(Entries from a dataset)
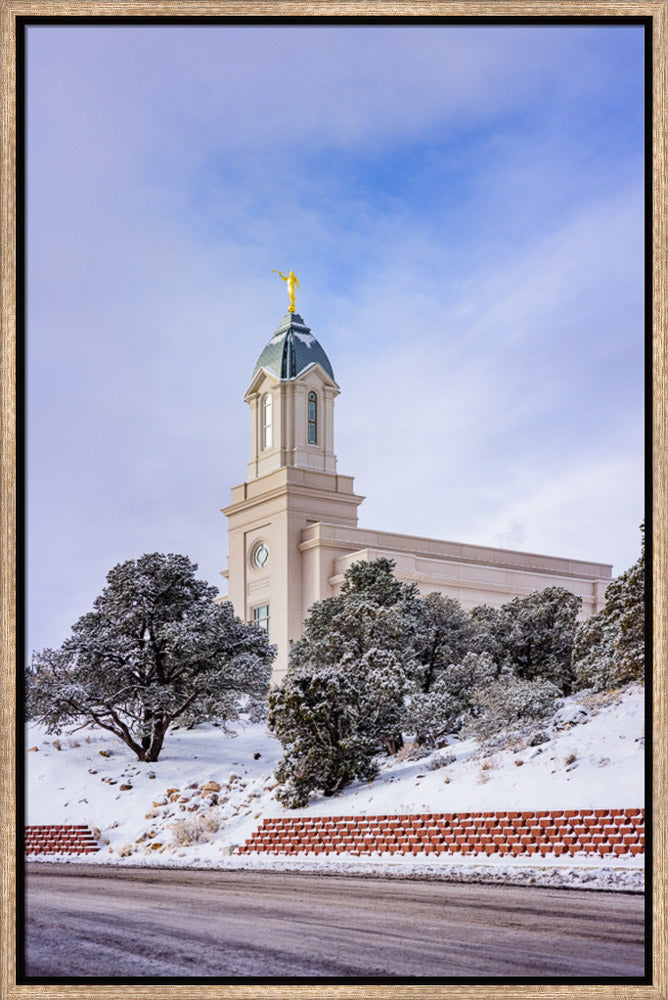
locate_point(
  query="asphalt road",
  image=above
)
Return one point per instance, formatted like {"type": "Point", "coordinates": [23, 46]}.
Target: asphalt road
{"type": "Point", "coordinates": [104, 922]}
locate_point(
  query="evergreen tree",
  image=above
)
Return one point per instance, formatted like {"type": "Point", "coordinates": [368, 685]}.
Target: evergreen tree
{"type": "Point", "coordinates": [532, 637]}
{"type": "Point", "coordinates": [508, 704]}
{"type": "Point", "coordinates": [442, 634]}
{"type": "Point", "coordinates": [342, 699]}
{"type": "Point", "coordinates": [154, 649]}
{"type": "Point", "coordinates": [610, 645]}
{"type": "Point", "coordinates": [432, 716]}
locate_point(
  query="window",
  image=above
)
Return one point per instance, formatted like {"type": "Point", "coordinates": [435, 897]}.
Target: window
{"type": "Point", "coordinates": [266, 421]}
{"type": "Point", "coordinates": [261, 617]}
{"type": "Point", "coordinates": [260, 555]}
{"type": "Point", "coordinates": [312, 418]}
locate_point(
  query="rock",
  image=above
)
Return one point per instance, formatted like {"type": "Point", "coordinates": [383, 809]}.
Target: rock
{"type": "Point", "coordinates": [538, 737]}
{"type": "Point", "coordinates": [210, 786]}
{"type": "Point", "coordinates": [570, 715]}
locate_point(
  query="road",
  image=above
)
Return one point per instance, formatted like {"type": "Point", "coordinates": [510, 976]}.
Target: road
{"type": "Point", "coordinates": [102, 922]}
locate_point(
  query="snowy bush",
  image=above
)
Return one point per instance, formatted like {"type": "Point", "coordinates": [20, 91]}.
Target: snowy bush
{"type": "Point", "coordinates": [509, 704]}
{"type": "Point", "coordinates": [609, 648]}
{"type": "Point", "coordinates": [434, 715]}
{"type": "Point", "coordinates": [342, 699]}
{"type": "Point", "coordinates": [154, 649]}
{"type": "Point", "coordinates": [196, 829]}
{"type": "Point", "coordinates": [531, 636]}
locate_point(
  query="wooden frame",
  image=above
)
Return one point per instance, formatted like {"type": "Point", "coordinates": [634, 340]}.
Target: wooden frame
{"type": "Point", "coordinates": [13, 9]}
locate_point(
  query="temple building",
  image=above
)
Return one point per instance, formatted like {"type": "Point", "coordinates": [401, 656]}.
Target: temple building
{"type": "Point", "coordinates": [293, 522]}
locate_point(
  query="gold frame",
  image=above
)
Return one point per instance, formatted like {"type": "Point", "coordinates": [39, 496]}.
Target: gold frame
{"type": "Point", "coordinates": [12, 9]}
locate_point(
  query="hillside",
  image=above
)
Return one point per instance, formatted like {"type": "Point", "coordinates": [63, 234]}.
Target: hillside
{"type": "Point", "coordinates": [593, 757]}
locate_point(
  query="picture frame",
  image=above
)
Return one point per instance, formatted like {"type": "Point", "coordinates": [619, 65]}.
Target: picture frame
{"type": "Point", "coordinates": [13, 13]}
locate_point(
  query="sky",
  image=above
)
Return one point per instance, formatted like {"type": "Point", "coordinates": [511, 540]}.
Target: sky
{"type": "Point", "coordinates": [463, 207]}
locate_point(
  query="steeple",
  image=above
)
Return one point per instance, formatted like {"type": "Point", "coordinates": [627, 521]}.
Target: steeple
{"type": "Point", "coordinates": [291, 399]}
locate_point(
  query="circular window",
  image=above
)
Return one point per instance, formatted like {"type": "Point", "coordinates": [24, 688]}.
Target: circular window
{"type": "Point", "coordinates": [260, 555]}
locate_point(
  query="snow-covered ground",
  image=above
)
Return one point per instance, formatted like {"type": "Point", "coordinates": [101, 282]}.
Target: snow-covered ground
{"type": "Point", "coordinates": [166, 814]}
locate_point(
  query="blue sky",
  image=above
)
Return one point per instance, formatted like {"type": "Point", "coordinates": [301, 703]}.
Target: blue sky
{"type": "Point", "coordinates": [463, 207]}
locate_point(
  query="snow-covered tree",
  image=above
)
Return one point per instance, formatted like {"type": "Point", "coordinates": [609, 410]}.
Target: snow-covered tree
{"type": "Point", "coordinates": [509, 703]}
{"type": "Point", "coordinates": [532, 637]}
{"type": "Point", "coordinates": [442, 634]}
{"type": "Point", "coordinates": [610, 645]}
{"type": "Point", "coordinates": [154, 649]}
{"type": "Point", "coordinates": [342, 699]}
{"type": "Point", "coordinates": [435, 714]}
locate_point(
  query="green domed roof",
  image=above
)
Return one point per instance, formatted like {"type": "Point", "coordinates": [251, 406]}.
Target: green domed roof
{"type": "Point", "coordinates": [292, 350]}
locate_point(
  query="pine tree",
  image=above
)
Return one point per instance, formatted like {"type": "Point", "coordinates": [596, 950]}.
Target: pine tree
{"type": "Point", "coordinates": [154, 649]}
{"type": "Point", "coordinates": [610, 645]}
{"type": "Point", "coordinates": [342, 699]}
{"type": "Point", "coordinates": [532, 637]}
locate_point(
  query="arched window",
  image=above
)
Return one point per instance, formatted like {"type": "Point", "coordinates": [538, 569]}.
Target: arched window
{"type": "Point", "coordinates": [266, 421]}
{"type": "Point", "coordinates": [312, 418]}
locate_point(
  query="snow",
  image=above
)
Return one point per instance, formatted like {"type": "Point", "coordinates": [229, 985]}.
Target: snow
{"type": "Point", "coordinates": [593, 759]}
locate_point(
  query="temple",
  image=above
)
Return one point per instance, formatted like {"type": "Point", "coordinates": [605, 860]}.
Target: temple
{"type": "Point", "coordinates": [293, 523]}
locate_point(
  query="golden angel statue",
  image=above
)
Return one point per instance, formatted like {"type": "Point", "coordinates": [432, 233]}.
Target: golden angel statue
{"type": "Point", "coordinates": [293, 282]}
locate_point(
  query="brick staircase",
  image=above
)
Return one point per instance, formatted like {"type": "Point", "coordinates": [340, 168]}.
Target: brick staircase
{"type": "Point", "coordinates": [60, 840]}
{"type": "Point", "coordinates": [601, 832]}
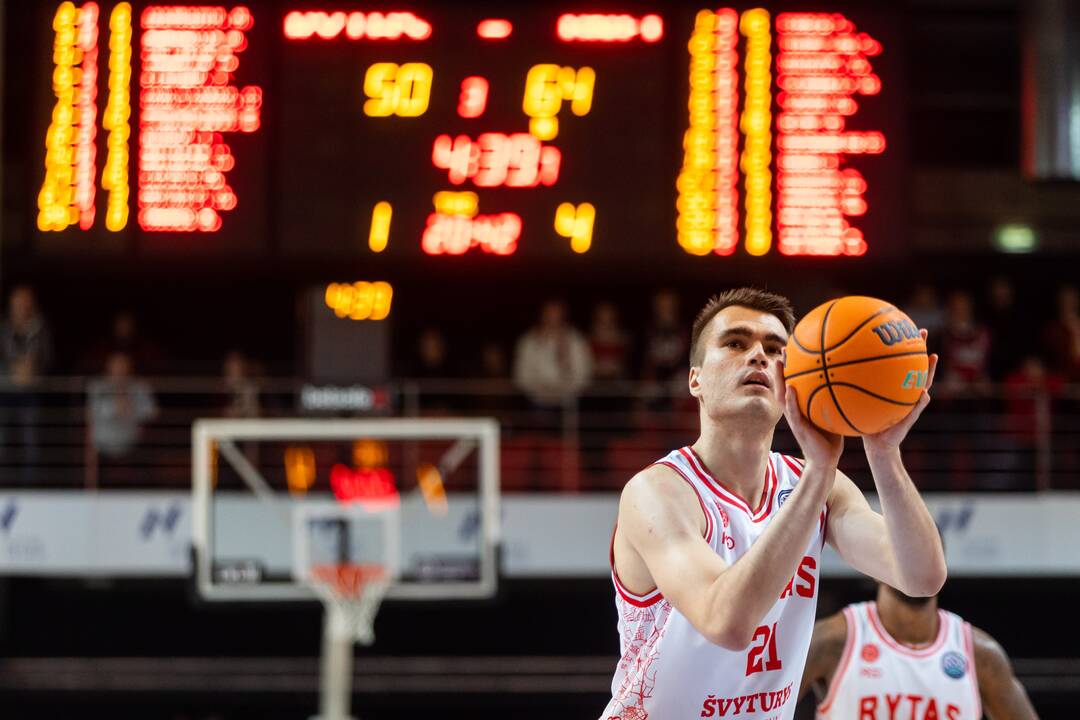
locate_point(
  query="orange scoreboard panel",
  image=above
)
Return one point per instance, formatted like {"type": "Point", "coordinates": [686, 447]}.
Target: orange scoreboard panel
{"type": "Point", "coordinates": [541, 130]}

Task statement: Omit the pictures and give the material again, exactly and in full.

Solved problem:
locate_point(
  query="asphalt road",
  image=above
)
Return one point per instance, formatted like {"type": "Point", "coordinates": [23, 46]}.
Target: asphalt road
{"type": "Point", "coordinates": [104, 922]}
locate_point(
  query="evergreen tree",
  image=above
)
Return one point per instance, formatted like {"type": "Point", "coordinates": [368, 685]}.
Target: evergreen tree
{"type": "Point", "coordinates": [532, 637]}
{"type": "Point", "coordinates": [508, 704]}
{"type": "Point", "coordinates": [442, 634]}
{"type": "Point", "coordinates": [342, 699]}
{"type": "Point", "coordinates": [154, 649]}
{"type": "Point", "coordinates": [610, 645]}
{"type": "Point", "coordinates": [432, 716]}
locate_point(
  query="window",
  image=above
)
Return one point per instance, formatted like {"type": "Point", "coordinates": [435, 897]}.
Target: window
{"type": "Point", "coordinates": [266, 421]}
{"type": "Point", "coordinates": [261, 617]}
{"type": "Point", "coordinates": [260, 555]}
{"type": "Point", "coordinates": [312, 418]}
locate_point(
  query="rock",
  image=above
)
Return one point per instance, formatted like {"type": "Point", "coordinates": [383, 809]}.
Target: rock
{"type": "Point", "coordinates": [538, 737]}
{"type": "Point", "coordinates": [210, 786]}
{"type": "Point", "coordinates": [570, 715]}
locate_point(
  query="road",
  image=above
)
Return one point per instance, formatted like {"type": "Point", "coordinates": [510, 976]}.
Target: road
{"type": "Point", "coordinates": [102, 922]}
locate_point(
  query="snowy bush",
  image=above
)
Return one point per instance, formatted like {"type": "Point", "coordinates": [20, 91]}.
Target: snowy bush
{"type": "Point", "coordinates": [509, 704]}
{"type": "Point", "coordinates": [609, 648]}
{"type": "Point", "coordinates": [434, 715]}
{"type": "Point", "coordinates": [342, 699]}
{"type": "Point", "coordinates": [154, 649]}
{"type": "Point", "coordinates": [196, 829]}
{"type": "Point", "coordinates": [531, 636]}
locate_point(
  query="wooden frame",
  image=above
)
Return one point per instance, formatted like {"type": "Point", "coordinates": [634, 340]}.
Target: wooden frame
{"type": "Point", "coordinates": [13, 9]}
locate_point(
  query="temple building",
  image=above
)
Return one point per instance, formatted like {"type": "Point", "coordinates": [401, 656]}.
Target: temple building
{"type": "Point", "coordinates": [293, 522]}
locate_point(
  query="gold frame",
  image=above
)
Return one point per instance, formatted like {"type": "Point", "coordinates": [39, 496]}.
Target: gold frame
{"type": "Point", "coordinates": [12, 9]}
locate_point(
  query="hillside",
  image=above
)
Return one point per instance, formatted like {"type": "Point", "coordinates": [63, 234]}.
Target: hillside
{"type": "Point", "coordinates": [593, 757]}
locate_point(
  query="picture frame",
  image=above
)
Return one point per instance, formatted like {"type": "Point", "coordinates": [619, 65]}.
Target: picture frame
{"type": "Point", "coordinates": [13, 13]}
locate_point(
  query="sky",
  image=above
)
Return one point per instance, formatted like {"type": "Point", "coordinates": [511, 540]}.
Target: sky
{"type": "Point", "coordinates": [463, 207]}
locate_point(
  query="steeple",
  image=above
)
Return one point per instance, formatted like {"type": "Point", "coordinates": [627, 521]}.
Target: steeple
{"type": "Point", "coordinates": [291, 399]}
locate_point(
  query="circular window",
  image=above
)
Return one point per instance, formatted like {"type": "Point", "coordinates": [24, 688]}.
Target: circular window
{"type": "Point", "coordinates": [260, 555]}
locate_point(
  query="snow-covered ground",
  image=above
)
Return one point per instance, formatted like {"type": "Point", "coordinates": [101, 282]}.
Target: snow-covered ground
{"type": "Point", "coordinates": [166, 814]}
locate_point(
  query="blue sky",
  image=above
)
Return one point per instance, formatted like {"type": "Point", "coordinates": [301, 703]}.
Target: blue sky
{"type": "Point", "coordinates": [463, 207]}
locate_point(
  query="snow-covered tree",
  image=above
)
Return one point per instance, formatted like {"type": "Point", "coordinates": [609, 410]}.
Target: snow-covered tree
{"type": "Point", "coordinates": [509, 703]}
{"type": "Point", "coordinates": [532, 637]}
{"type": "Point", "coordinates": [442, 634]}
{"type": "Point", "coordinates": [610, 645]}
{"type": "Point", "coordinates": [154, 649]}
{"type": "Point", "coordinates": [342, 699]}
{"type": "Point", "coordinates": [435, 714]}
locate_point(
  query="green domed roof",
  image=above
)
Return one point per instance, formatted like {"type": "Point", "coordinates": [251, 406]}.
Target: green domed roof
{"type": "Point", "coordinates": [292, 350]}
locate_point(
  query="pine tree",
  image=above
)
Return one point per instance, formatted like {"type": "Point", "coordinates": [596, 950]}.
Target: pine tree
{"type": "Point", "coordinates": [154, 649]}
{"type": "Point", "coordinates": [610, 645]}
{"type": "Point", "coordinates": [342, 699]}
{"type": "Point", "coordinates": [532, 637]}
locate_point(
  query="arched window",
  image=above
)
Return one point per instance, formatted like {"type": "Point", "coordinates": [538, 569]}.
Target: arched window
{"type": "Point", "coordinates": [266, 421]}
{"type": "Point", "coordinates": [312, 418]}
locate_point(
  query="snow",
  image=above
)
Return one point per instance, formatted like {"type": "Point", "coordinates": [229, 985]}.
Target: snow
{"type": "Point", "coordinates": [593, 759]}
locate_point(
  query="temple",
  image=above
)
Return one point per instance, formatted like {"type": "Point", "coordinates": [605, 860]}.
Target: temple
{"type": "Point", "coordinates": [293, 523]}
locate_point(
  query="golden angel statue",
  image=above
)
Return one point per instance, formatted like {"type": "Point", "coordinates": [432, 233]}.
Target: golden angel statue
{"type": "Point", "coordinates": [293, 282]}
locate_point(
  query="brick staircase",
  image=above
)
Return one point per instance, formatted like {"type": "Point", "coordinates": [340, 168]}.
Target: brick staircase
{"type": "Point", "coordinates": [60, 840]}
{"type": "Point", "coordinates": [601, 832]}
locate_point(
  query="orange scoreboard panel",
  image=above
)
Return one point per instance, formatted like {"type": "Point", "coordinates": [686, 447]}.
Target: orange scoreboard panel
{"type": "Point", "coordinates": [541, 130]}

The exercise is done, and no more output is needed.